Records for the task.
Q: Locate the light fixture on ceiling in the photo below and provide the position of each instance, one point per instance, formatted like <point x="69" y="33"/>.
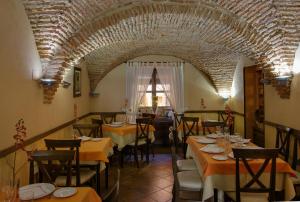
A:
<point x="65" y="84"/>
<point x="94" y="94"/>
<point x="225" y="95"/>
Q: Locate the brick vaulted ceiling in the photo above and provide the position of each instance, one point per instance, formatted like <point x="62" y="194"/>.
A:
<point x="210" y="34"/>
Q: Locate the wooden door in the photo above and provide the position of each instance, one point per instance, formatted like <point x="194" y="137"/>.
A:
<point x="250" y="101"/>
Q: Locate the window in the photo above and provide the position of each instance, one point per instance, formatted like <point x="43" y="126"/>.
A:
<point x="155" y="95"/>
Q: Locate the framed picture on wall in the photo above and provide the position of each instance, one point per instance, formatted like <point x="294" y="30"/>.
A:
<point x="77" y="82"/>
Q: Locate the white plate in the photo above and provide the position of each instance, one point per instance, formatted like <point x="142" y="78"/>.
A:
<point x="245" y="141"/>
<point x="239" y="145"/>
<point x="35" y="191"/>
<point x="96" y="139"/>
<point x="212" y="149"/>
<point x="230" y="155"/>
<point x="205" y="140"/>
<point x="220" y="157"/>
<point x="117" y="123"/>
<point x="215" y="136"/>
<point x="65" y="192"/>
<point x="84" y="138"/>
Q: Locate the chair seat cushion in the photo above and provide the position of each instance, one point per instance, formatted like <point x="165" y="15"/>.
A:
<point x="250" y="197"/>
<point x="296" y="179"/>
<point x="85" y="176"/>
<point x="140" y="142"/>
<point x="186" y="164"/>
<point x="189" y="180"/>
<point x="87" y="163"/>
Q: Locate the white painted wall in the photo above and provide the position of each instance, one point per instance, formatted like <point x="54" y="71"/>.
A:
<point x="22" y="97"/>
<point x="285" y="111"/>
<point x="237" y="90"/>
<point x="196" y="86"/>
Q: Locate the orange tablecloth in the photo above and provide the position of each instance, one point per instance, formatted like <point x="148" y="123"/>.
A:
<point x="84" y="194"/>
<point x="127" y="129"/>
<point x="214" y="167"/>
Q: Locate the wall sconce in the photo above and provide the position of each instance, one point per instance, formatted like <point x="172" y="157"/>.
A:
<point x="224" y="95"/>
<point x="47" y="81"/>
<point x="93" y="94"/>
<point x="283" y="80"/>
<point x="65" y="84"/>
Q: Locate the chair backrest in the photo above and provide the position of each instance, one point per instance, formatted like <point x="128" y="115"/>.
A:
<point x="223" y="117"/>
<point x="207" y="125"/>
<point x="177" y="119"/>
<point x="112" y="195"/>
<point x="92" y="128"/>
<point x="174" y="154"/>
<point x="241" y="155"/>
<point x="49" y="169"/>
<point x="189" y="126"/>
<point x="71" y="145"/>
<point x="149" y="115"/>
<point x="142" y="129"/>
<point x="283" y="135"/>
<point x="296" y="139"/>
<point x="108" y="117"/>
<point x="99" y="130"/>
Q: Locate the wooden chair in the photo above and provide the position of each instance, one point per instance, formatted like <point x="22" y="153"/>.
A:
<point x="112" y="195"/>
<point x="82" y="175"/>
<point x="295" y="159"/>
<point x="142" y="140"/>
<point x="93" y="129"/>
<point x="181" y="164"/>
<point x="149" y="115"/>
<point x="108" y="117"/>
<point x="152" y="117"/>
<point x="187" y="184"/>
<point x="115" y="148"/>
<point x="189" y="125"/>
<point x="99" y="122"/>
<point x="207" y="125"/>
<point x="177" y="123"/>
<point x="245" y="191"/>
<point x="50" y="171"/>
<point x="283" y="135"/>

...

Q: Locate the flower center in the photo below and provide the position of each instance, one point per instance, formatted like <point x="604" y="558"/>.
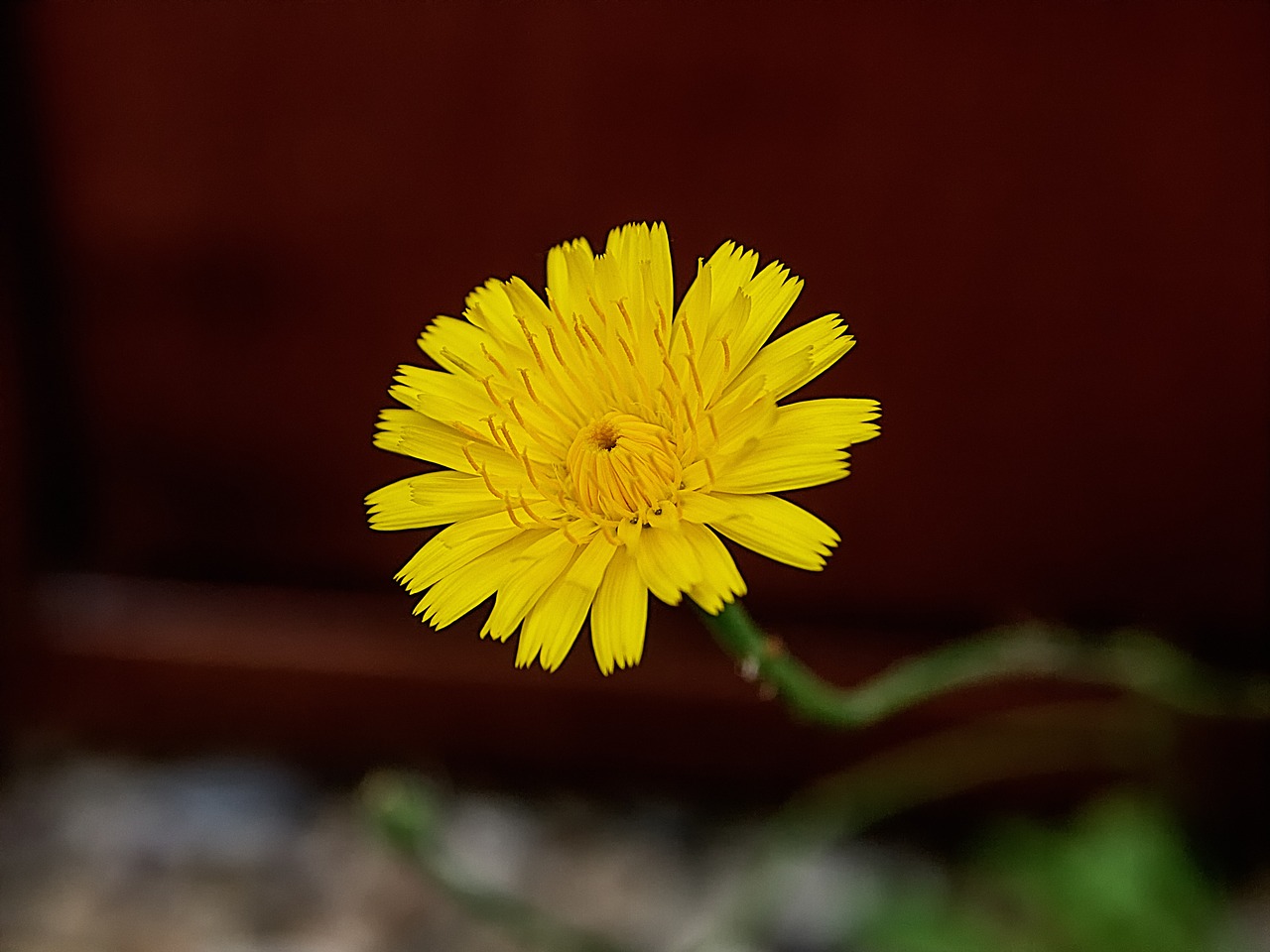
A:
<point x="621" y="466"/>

Goal. Pull out every line of the records that contains the word "wooden".

Task output.
Q: Locate the wooden door in the photo above and provide the position of each instance, one point per instance, formatted like <point x="194" y="137"/>.
Q: Locate the wooden chair in the photo above and provide the position of each instance, one point per instance, formatted like <point x="22" y="153"/>.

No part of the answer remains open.